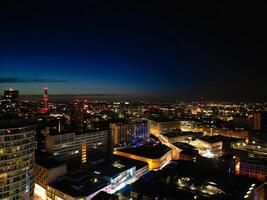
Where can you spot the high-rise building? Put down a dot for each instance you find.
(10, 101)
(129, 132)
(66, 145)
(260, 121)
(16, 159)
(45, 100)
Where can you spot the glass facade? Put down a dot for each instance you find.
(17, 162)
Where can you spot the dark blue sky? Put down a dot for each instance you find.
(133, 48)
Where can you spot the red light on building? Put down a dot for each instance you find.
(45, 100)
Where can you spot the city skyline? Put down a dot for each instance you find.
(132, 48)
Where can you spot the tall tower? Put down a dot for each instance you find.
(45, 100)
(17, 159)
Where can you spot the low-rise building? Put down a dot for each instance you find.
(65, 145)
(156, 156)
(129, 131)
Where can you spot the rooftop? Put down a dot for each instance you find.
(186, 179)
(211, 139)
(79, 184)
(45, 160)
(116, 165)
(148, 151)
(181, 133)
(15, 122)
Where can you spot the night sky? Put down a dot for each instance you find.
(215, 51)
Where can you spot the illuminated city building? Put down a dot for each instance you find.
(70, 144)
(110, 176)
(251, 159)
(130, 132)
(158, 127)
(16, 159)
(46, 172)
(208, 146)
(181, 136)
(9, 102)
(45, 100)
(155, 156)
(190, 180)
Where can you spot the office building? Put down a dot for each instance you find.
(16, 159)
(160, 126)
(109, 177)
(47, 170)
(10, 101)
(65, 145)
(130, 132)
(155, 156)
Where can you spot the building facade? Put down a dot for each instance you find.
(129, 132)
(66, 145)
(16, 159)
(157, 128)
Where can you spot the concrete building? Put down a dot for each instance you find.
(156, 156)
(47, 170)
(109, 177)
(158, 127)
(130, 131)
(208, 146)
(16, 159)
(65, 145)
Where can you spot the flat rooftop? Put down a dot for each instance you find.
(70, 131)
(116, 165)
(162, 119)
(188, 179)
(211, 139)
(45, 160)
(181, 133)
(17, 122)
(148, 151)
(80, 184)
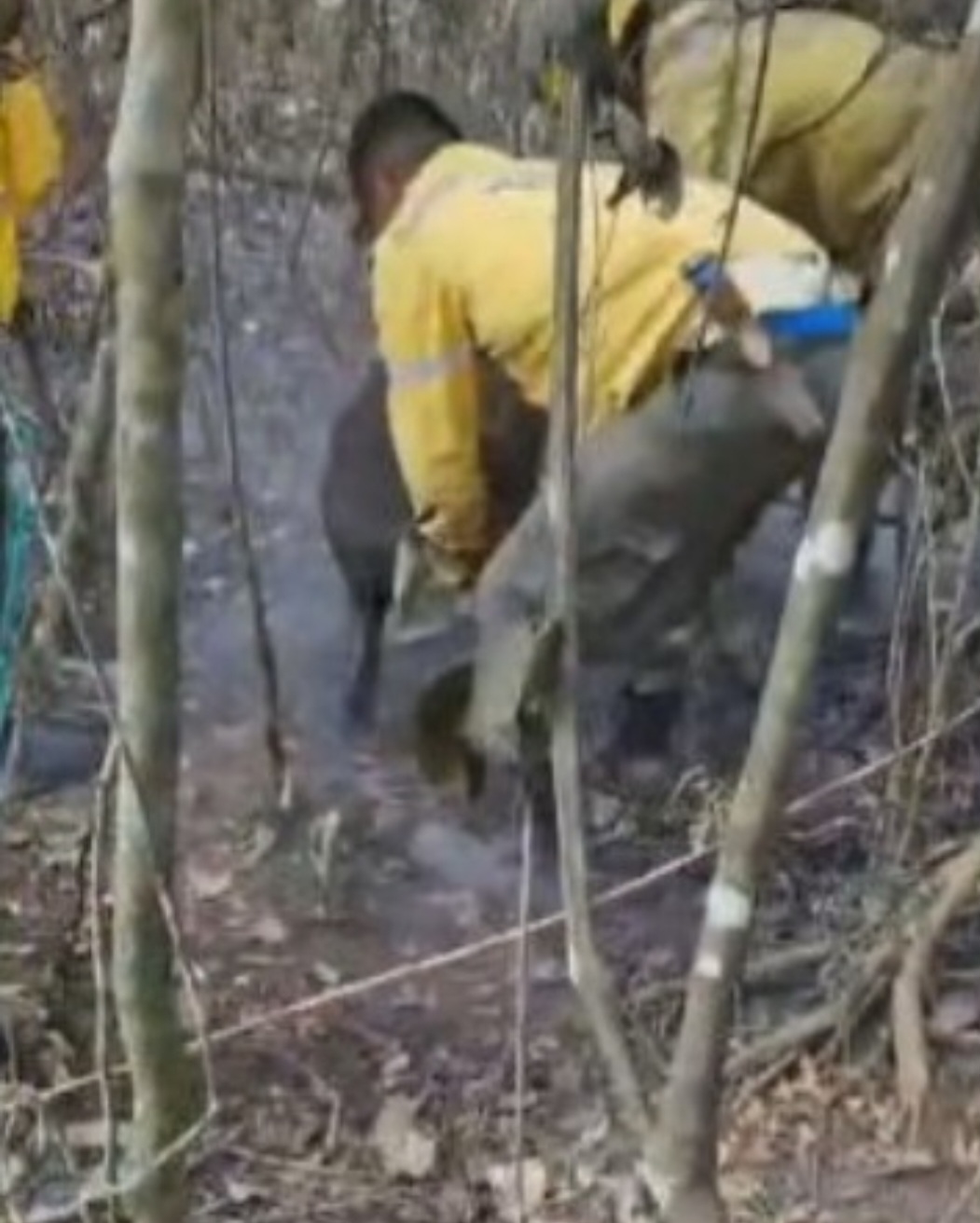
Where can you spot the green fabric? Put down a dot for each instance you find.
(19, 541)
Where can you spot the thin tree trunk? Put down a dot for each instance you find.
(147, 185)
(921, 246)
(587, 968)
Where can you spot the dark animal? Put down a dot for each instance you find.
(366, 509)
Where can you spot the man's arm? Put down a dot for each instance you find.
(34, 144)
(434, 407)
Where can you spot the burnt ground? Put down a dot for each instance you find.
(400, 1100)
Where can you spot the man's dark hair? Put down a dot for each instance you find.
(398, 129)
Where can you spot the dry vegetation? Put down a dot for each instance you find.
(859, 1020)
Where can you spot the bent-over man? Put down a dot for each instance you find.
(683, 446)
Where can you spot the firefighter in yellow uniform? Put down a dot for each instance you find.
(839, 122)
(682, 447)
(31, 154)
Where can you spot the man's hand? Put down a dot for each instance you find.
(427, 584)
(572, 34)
* * *
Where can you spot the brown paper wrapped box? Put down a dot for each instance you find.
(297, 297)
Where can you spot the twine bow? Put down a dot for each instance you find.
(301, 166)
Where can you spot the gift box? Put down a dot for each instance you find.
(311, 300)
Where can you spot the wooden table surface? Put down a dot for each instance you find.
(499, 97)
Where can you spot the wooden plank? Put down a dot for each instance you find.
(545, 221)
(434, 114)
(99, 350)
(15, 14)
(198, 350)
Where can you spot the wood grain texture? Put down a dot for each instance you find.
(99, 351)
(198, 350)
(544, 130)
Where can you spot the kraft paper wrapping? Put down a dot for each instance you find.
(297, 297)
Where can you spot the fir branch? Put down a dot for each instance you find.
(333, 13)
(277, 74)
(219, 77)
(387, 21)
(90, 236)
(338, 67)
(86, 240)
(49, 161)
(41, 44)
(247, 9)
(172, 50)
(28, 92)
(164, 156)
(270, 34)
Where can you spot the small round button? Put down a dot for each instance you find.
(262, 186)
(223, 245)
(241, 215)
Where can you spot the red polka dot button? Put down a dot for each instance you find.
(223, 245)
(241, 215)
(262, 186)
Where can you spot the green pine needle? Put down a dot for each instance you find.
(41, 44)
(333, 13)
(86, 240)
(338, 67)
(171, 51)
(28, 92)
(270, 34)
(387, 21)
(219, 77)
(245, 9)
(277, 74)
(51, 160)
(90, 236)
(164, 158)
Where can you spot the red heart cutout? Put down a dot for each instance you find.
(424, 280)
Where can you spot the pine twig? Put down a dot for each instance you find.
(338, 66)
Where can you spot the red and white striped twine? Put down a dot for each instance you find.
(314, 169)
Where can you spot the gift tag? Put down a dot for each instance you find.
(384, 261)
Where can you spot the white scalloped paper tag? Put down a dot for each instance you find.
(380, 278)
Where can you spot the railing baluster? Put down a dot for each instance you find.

**Activity**.
Give only the lines from the one holding "Where can you spot the white" through the one holding "Where can you spot the railing", each restated exactly as it appears above.

**Your response**.
Where can you spot the white scalloped paper tag? Put down a dot for each instance you find.
(380, 278)
Where can you spot the railing baluster? Put down a dot for each instance you find.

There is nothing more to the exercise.